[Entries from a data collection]
►
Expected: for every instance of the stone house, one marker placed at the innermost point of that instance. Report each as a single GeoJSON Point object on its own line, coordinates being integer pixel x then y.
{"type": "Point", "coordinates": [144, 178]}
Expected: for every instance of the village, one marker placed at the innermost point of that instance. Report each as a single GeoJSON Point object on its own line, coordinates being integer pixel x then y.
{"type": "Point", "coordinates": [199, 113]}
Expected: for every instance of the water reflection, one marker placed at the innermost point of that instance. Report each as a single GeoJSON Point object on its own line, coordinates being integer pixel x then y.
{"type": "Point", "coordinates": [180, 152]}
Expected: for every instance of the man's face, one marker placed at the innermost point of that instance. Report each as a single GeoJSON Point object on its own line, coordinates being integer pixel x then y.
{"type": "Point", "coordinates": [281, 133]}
◄
Written problem:
Copy every entry above word for word, keeping each one on its own line.

Task output:
Expected: for every instance of the stone house, one marker placed at the innermost point of that instance. Report each as a single GeoJSON Point object on its own line, coordinates being integer pixel x then y.
{"type": "Point", "coordinates": [144, 178]}
Expected: for every instance of the village, one marker placed at the innermost point of that instance. Report each as a single GeoJSON Point object on its own line, coordinates being integer pixel x then y.
{"type": "Point", "coordinates": [199, 113]}
Expected: for every instance of the water reflection, one marker placed at the innermost point of that instance. Report each as a single GeoJSON Point object on its own line, coordinates being integer pixel x then y.
{"type": "Point", "coordinates": [180, 152]}
Expected: for every instance of the man's face, one marker placed at the innermost point of that instance. Report each as a single GeoJSON Point object on its own line, coordinates being integer pixel x then y.
{"type": "Point", "coordinates": [281, 133]}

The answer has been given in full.